Avec ce Rêve d'un homme ridicule, Olivier Ythier nous propose un voyage onirique dans l'univers tortueux de Dostoïevski, mais nous laisse sur le bas-côté.

À quoi bon aimer son prochain lorsque l'on a décidé de mourir ? Mu depuis l'enfance par la douleur d'être au monde, rongé par la honte et la conviction d'être un individu grotesque, l'homme ridicule décide de mettre fin à ses jours. Électrisé par la perspective d'une délivrance prochaine, il ne prête pas attention à cette petite fille en haillons venue lui demander de l'aide. Trop tard. Cette seconde de distraction ébranle ses certitudes : lui resterait-il un peu d'humanité ? Assommé par cette prise de conscience, l'homme s'endort, et se laisse emporter par le rêve. Commence alors son voyage vers un Âge d'or fantasmé, où les hommes vivent en parfaite harmonie avec une nature généreuse et luxuriante. L'arrivée de notre homme va doucement semer le trouble au sein de cette communauté pacifique, et transformer ces âmes naïves en rejetons cruels du monde moderne. Bouleversé par ce rêve étrange, il se réveille avec la ferme intention de prêcher la bonne parole jusqu'à la fin de ses jours.
+ + +
Objectif visé: Écrivez la suite du texte sur Le Rêve d'un homme ridicule d'Olivier Ythier, en reprenant juste après sa dernière phrase.
+ + +
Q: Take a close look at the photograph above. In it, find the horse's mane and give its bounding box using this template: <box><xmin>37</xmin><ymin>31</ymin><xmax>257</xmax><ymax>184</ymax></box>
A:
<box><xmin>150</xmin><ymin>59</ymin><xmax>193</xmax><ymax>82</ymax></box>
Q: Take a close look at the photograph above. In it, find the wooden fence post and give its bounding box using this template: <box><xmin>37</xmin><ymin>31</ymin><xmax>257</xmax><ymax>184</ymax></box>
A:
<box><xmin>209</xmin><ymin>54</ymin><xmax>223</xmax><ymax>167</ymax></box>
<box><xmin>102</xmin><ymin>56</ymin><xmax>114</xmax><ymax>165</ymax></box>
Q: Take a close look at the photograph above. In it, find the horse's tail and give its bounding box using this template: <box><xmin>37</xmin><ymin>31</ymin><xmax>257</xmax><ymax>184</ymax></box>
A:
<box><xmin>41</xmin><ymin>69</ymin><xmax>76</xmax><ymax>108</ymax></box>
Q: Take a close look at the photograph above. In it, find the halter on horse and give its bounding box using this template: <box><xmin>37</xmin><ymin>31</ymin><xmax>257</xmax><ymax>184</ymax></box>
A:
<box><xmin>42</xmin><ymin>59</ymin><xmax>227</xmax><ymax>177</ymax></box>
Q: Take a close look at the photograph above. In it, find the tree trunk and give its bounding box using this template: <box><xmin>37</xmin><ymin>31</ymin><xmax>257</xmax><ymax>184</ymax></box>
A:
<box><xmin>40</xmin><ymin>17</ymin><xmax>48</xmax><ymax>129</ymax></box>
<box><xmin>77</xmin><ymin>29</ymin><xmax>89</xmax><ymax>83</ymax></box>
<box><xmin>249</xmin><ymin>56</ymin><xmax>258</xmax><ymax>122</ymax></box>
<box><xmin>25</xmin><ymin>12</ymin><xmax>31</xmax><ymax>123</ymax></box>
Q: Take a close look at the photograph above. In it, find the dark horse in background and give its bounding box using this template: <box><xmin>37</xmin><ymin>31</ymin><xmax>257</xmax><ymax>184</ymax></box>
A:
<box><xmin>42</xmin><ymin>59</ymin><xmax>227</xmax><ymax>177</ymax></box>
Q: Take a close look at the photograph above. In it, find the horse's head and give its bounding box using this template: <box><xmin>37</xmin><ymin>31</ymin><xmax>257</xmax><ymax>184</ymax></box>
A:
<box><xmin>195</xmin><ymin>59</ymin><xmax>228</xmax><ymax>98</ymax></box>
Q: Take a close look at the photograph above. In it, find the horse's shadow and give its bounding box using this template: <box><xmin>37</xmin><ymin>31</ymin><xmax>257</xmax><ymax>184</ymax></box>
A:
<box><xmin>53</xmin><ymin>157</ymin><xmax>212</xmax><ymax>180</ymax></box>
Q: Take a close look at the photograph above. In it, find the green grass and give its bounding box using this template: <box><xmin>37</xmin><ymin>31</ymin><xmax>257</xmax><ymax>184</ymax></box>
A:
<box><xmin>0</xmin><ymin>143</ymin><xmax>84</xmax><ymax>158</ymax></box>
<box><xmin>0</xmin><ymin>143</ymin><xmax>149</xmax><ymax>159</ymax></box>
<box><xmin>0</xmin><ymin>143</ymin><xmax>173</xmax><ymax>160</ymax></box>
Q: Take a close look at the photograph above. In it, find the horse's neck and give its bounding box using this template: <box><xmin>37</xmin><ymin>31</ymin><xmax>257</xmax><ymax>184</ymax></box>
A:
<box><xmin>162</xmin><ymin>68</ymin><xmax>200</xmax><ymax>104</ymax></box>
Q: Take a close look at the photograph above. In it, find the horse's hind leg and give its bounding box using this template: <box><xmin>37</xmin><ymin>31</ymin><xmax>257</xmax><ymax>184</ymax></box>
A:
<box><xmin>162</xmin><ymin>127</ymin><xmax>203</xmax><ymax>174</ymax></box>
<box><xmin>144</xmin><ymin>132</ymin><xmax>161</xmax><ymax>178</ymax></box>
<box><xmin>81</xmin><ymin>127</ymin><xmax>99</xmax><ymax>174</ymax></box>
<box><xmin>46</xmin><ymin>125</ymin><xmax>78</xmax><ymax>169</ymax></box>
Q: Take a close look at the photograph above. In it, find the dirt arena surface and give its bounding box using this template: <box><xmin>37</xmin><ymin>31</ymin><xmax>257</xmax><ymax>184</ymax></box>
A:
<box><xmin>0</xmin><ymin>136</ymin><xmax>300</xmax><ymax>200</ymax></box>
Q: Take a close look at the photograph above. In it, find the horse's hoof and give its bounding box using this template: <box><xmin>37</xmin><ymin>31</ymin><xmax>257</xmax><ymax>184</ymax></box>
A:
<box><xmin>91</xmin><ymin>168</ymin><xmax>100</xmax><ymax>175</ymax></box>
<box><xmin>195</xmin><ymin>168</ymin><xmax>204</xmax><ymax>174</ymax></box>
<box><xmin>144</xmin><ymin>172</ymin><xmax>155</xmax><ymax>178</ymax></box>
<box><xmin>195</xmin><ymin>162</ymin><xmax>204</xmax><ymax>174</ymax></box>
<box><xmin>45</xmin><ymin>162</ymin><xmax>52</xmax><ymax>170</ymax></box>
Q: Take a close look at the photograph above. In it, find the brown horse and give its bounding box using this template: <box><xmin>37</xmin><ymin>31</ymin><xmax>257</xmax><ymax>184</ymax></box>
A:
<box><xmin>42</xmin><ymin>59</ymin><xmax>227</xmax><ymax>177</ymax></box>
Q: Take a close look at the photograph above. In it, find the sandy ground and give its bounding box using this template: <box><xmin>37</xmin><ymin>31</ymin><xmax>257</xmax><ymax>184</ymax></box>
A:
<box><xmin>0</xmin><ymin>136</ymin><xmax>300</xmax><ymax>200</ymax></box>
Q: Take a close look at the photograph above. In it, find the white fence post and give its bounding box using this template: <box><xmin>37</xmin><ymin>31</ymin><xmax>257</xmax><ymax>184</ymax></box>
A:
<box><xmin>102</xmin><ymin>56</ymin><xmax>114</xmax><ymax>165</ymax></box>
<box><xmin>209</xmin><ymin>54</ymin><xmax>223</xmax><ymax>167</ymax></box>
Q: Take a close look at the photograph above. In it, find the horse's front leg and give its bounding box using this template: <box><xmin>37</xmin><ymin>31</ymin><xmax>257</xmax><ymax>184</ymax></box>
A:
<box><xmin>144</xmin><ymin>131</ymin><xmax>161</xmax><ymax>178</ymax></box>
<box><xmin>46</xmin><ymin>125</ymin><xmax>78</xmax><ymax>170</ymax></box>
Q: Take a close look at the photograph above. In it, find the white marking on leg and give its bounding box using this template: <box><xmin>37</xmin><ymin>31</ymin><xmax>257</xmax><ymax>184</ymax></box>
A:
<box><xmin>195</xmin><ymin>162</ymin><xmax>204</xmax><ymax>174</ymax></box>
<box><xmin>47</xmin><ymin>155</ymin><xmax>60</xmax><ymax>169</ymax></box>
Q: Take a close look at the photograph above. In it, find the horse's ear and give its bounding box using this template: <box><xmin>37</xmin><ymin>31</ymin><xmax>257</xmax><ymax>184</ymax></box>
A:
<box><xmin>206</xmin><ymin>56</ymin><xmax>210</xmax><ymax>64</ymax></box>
+ + +
Réponse rédigée:
Texte d'une simplicité trompeuse, Le Rêve d'un homme ridicule ne se laisse pas dompter facilement. S'il résonne aujourd'hui comme une critique acerbe de notre société contemporaine, l'adaptation qui en est faite par Olivier Ythier et Jean-Paul Sermadiras manque singulièrement d'originalité, et l'on ressort du spectacle avec le sentiment d'avoir «  encore  » vu un Dostoïevski. Prisonnier d'un décor minimaliste censé évoquer l'âpreté et l'enfermement du quotidien, le personnage bascule progressivement vers un univers de science-fiction : mouvement de planètes, systèmes solaires, lumière iridescente et chants mystiques, rien ne nous est épargné. Après une première demi-heure de grande sobriété dans la scénographie, ces jeux de lumière auraient pu donner à la pièce un second souffle salvateur, mais manquent un peu de subtilité, jusqu'à provoquer chez nous un certain malaise.

On salue néanmoins l'interprétation de Jean-Paul Sermadiras, qui incarne avec professionnalisme, mais sans assez de passion, ce personnage extrêmement complexe : tour à tour orgueilleux, inconsolable, rageur puis émerveillé, on aimerait le suivre dans son parcours initiatique, et croire à sa renaissance quasi-miraculeuse. Peine perdue : on attendra jusqu'à la fin de la représentation une épiphanie qui ne viendra jamais

 
 
«  Le Rêve d'un homme ridicule  », de Fiodor Dostoïevski

Mise en scène d’Olivier Ythier, avec la collaboration de Gilles David

Avec : Jean-Paul Sermadiras

Au Théâtre de Belleville, Paris 11e, du 11 juillet au 12 septembre 2015 (mercredi et jeudi à 21h15, vendredi et samedi à 19h15)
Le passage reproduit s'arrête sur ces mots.